• _課題 A_
読解文のうち「講演会のテーマは」で始まる段落を、主な事実を残して箇条書きで短くまとめてください。

• _読解文_
私は今、ひょんなことからとあるオンラインサロンに所属していて、それはそれは日々学びや新たな視点を得られて楽しいのだけれど、この度ついに、そのつながりの方々とリアルに会うことができた。
サロンの主催者の方が他のゲストも招いて行う講演会。
地方に住む私にとっては、スポーツ観戦でも音楽ライブでも、とにかく「リアルな空気を求める場」が物理的に大概ものすごく遠くて、いつも参加するハードルが棒高跳びくらいあるのだけれど、今回の開催場所は比較的近い。我が地域の住民がワクワクしながら高速バスに乗り、大都会の空気を吸って1日を過ごす、その対象のエリアだった。

講演会のテーマは「働き方」。教育現場の方が多く携わっていた。私は教育現場で働いたことはないけれど(大学生の時に学習塾の講師のアルバイトをしていたくらい)、「働き方」に関しては、正直日々悶々と過ごしている。時短勤務なのになあ。もっとささっと仕事を終わらせて、余裕をもって子どものお迎えに行けたらいいのになぁ。かーちゃん今日もお仕事頑張ってきたよ!!って笑顔で言えたらいいのになぁ。

• _提供された記録_
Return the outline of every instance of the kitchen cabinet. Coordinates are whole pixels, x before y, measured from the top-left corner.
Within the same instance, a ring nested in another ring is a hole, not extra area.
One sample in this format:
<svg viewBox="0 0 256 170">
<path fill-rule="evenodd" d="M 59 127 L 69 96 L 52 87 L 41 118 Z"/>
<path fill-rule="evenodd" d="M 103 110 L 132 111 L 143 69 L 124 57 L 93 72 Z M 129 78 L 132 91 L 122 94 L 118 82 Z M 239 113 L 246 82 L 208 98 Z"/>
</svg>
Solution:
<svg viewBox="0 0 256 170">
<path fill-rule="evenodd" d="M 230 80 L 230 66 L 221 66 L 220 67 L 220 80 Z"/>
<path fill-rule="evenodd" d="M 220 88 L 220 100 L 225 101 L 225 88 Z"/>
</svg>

• _課題 B_
記録の冒頭から「230 80 L 230」を含む行まで、その行も含めてそのまま書き出してください。

• _正しい出力 A_
- 講演会のテーマは「働き方」で、教育現場の方が多く携わっていた。
- 筆者は教育現場で働いたことはなく、経験は大学生の時の学習塾講師のアルバイトくらいである。
- 「働き方」については、日々悶々と過ごしている。
- 時短勤務でも、仕事をもっと早く終わらせ、余裕をもって子どものお迎えに行き、笑顔で今日も仕事を頑張ったと言えたらいいと思っている。

• _正しい出力 B_
Return the outline of every instance of the kitchen cabinet. Coordinates are whole pixels, x before y, measured from the top-left corner.
Within the same instance, a ring nested in another ring is a hole, not extra area.
One sample in this format:
<svg viewBox="0 0 256 170">
<path fill-rule="evenodd" d="M 59 127 L 69 96 L 52 87 L 41 118 Z"/>
<path fill-rule="evenodd" d="M 103 110 L 132 111 L 143 69 L 124 57 L 93 72 Z M 129 78 L 132 91 L 122 94 L 118 82 Z M 239 113 L 246 82 L 208 98 Z"/>
</svg>
Solution:
<svg viewBox="0 0 256 170">
<path fill-rule="evenodd" d="M 230 80 L 230 66 L 221 66 L 220 67 L 220 80 Z"/>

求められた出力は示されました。